AIM A: Below are a text and some records. Count the lines of the records that contain the word "plant" and give only that number.

EXTRACT PROVIDED:

Eímear Noone: ‘I will never forget him saying “Welcome to the Oscars”’

On Sunday night, Noone will become the first woman to conduct at the Academy Awards


Sometime before Christmas, Eímear Noone received a phone call from her old pal Rickey Minor. He was wondering if she could clear some free time towards the beginning of February. Fair question. So busy one wonders if her head ever touches the pillow, the imposing Galwegian had a score to compose for an upcoming animated movie. She was also conducting the Qatar Philharmonic Orchestra in Doha. Other diversions were bubbling under. But she could surely find time for the musical director of the Oscars.

“Then I got an email asking a bit more,” she tells me. “My husband is such a glass-half-full person. ‘What’s he about to ask you?’ he said. Then I spoke to him on the phone and he told me I was on a shortlist. That was horrifying. I will never forget him saying later: ‘Welcome to the Oscars.’ That was an amazing moment from an amazing man.”

THE RECORDS:
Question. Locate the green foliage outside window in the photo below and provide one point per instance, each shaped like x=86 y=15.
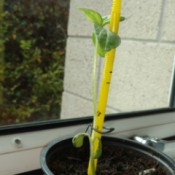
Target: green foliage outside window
x=32 y=51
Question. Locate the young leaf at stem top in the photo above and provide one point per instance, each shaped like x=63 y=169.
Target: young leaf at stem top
x=106 y=19
x=93 y=16
x=106 y=39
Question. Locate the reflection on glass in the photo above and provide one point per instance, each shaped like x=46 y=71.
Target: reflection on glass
x=32 y=50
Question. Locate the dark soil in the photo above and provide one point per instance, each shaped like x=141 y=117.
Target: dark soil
x=114 y=161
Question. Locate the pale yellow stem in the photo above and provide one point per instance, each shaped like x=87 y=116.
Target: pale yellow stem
x=106 y=80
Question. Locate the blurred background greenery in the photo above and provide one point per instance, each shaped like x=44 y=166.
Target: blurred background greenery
x=32 y=50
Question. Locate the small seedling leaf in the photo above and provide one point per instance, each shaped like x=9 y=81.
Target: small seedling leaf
x=93 y=16
x=98 y=152
x=106 y=20
x=107 y=40
x=100 y=51
x=78 y=140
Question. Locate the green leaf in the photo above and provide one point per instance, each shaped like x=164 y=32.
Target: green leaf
x=106 y=20
x=107 y=40
x=78 y=140
x=98 y=152
x=93 y=16
x=100 y=51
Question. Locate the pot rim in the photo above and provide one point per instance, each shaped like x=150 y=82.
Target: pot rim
x=127 y=143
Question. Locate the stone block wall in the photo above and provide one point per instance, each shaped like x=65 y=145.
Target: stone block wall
x=143 y=64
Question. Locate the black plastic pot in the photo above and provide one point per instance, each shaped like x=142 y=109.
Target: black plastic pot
x=58 y=147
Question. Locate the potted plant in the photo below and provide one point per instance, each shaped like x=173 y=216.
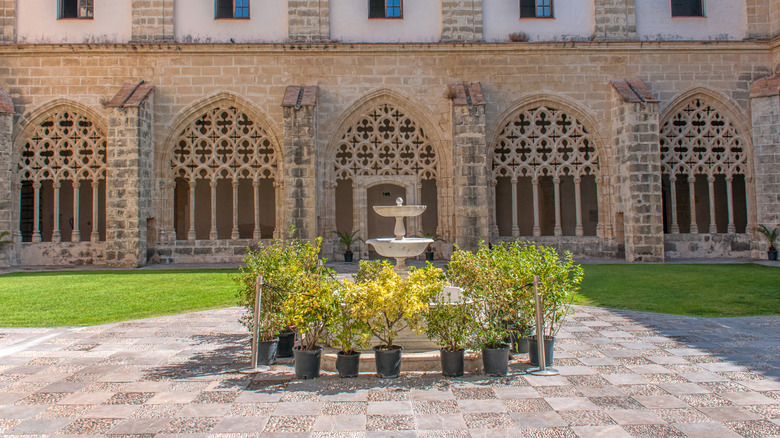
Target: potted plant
x=484 y=278
x=348 y=239
x=450 y=324
x=274 y=264
x=771 y=237
x=348 y=331
x=428 y=249
x=309 y=305
x=389 y=303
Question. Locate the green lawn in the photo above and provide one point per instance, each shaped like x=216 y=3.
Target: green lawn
x=96 y=297
x=696 y=290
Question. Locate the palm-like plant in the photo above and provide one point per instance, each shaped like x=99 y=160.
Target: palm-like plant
x=348 y=239
x=771 y=235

AIM B: Continue the article about Eímear Noone conducting at the Oscars, starting after its last sentence.

EXPECTED ANSWER A: 4

EXPECTED ANSWER B:
I am thrilled to wear the work of Claire Garvey. I have worn her before, and she just belongs there

Minor commissioned Noone to conduct selections from the five films nominated for best original score. That makes her the first woman ever to conduct at the Academy Awards. The Last Night at the Proms attracts a mere smattering compared with the audience that will be watching on Sunday night.

Last year’s Oscars drew nearly 30 million viewers in the United States alone (and the figures are on the way up again). We are disappointed to learn that she won’t be playing off stage the winners who witter too long, but this remains a significant achievement in a life already packed with incident.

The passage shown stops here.